> _Given task_: Edit the material below so that every "A sample of the expected format is shown here:" becomes "An example of the expected format follows:", and repeat all of it with nothing else changed.

[Excerpted data start]

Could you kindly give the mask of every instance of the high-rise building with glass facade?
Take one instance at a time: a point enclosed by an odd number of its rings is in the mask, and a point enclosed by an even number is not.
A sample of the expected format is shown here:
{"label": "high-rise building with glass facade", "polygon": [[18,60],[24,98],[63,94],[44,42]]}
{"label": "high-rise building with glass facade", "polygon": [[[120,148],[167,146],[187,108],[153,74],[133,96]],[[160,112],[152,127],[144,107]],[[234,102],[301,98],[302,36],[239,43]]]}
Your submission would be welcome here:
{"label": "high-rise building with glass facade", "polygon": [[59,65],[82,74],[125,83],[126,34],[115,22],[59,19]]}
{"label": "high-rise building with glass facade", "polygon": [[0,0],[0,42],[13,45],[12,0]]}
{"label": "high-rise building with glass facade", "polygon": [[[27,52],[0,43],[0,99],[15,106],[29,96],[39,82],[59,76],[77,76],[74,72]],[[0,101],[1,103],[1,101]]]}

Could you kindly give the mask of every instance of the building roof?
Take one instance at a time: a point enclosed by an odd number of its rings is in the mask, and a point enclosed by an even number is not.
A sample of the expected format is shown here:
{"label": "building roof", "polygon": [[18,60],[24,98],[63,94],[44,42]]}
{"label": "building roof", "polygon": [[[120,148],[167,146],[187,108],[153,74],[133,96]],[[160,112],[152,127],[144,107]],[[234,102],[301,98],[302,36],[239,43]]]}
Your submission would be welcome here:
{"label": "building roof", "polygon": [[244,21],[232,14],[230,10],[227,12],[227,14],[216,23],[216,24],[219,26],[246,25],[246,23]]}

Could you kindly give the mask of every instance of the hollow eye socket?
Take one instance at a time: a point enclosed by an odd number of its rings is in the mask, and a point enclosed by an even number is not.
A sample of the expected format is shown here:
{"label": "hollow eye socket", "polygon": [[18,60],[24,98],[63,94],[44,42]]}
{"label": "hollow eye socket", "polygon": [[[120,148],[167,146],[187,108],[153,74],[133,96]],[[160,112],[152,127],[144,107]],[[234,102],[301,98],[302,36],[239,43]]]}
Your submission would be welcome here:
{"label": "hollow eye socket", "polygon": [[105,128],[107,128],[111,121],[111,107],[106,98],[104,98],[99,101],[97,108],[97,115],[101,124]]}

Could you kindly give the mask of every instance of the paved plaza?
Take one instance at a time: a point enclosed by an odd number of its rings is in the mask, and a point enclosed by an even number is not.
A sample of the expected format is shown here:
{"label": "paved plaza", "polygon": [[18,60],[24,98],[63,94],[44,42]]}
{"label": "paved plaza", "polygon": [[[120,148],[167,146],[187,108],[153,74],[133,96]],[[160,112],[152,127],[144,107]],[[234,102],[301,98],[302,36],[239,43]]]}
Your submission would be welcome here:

[Excerpted data end]

> _Complete output_:
Could you kindly give the mask of every instance of the high-rise building with glass facade?
Take one instance at a time: a point enclosed by an odd number of its rings is in the mask, and a point enclosed by an even number is not.
An example of the expected format follows:
{"label": "high-rise building with glass facade", "polygon": [[18,60],[24,98],[63,94],[44,42]]}
{"label": "high-rise building with glass facade", "polygon": [[[120,148],[167,146],[187,108],[153,74],[133,96]],[[160,112],[152,127],[144,107]],[[234,102],[301,98],[302,36],[239,43]]]}
Your submission would be welcome here:
{"label": "high-rise building with glass facade", "polygon": [[59,65],[82,74],[125,83],[126,34],[115,22],[59,19]]}
{"label": "high-rise building with glass facade", "polygon": [[0,0],[0,42],[13,45],[12,0]]}
{"label": "high-rise building with glass facade", "polygon": [[[27,52],[0,43],[0,99],[15,106],[29,96],[39,82],[59,76],[77,76],[74,72]],[[0,101],[1,103],[1,101]]]}

Could you kindly give the mask of every instance of the building roof?
Take one instance at a time: a point enclosed by an odd number of its rings is in the mask, and a point enclosed by an even number is not.
An example of the expected format follows:
{"label": "building roof", "polygon": [[18,60],[24,98],[63,94],[44,42]]}
{"label": "building roof", "polygon": [[[120,148],[167,146],[187,108],[153,74],[133,96]],[[160,112],[152,127],[144,107]],[[234,102],[301,98],[302,36],[239,43]]]}
Your submission would be welcome here:
{"label": "building roof", "polygon": [[244,21],[232,14],[230,10],[227,12],[227,14],[216,23],[216,24],[219,26],[246,25],[246,23]]}

Could you kindly give the mask of every instance of the hollow eye socket?
Take one instance at a time: a point enclosed by an odd number of its rings is in the mask, and a point enclosed by an even number is not.
An example of the expected format follows:
{"label": "hollow eye socket", "polygon": [[18,60],[24,98],[63,94],[44,42]]}
{"label": "hollow eye socket", "polygon": [[[120,148],[167,146],[187,108],[153,74],[133,96]],[[160,112],[152,127],[144,107]],[[234,102],[301,98],[302,36],[239,43]]]}
Your submission would be welcome here:
{"label": "hollow eye socket", "polygon": [[105,128],[107,128],[111,121],[111,107],[106,98],[104,98],[99,101],[97,108],[97,115],[101,124]]}

Could you kindly give the mask of every instance of the paved plaza?
Take one instance at a time: a point enclosed by an odd number of its rings is in the mask, and a point enclosed by an even number is not.
An example of the expected format follows:
{"label": "paved plaza", "polygon": [[18,60],[24,98],[63,94],[44,42]]}
{"label": "paved plaza", "polygon": [[[120,148],[167,146],[187,108],[153,74],[133,96]],[[160,112],[152,127],[144,107]],[[234,102],[301,98],[302,36],[239,43]]]}
Your submission would be welcome here:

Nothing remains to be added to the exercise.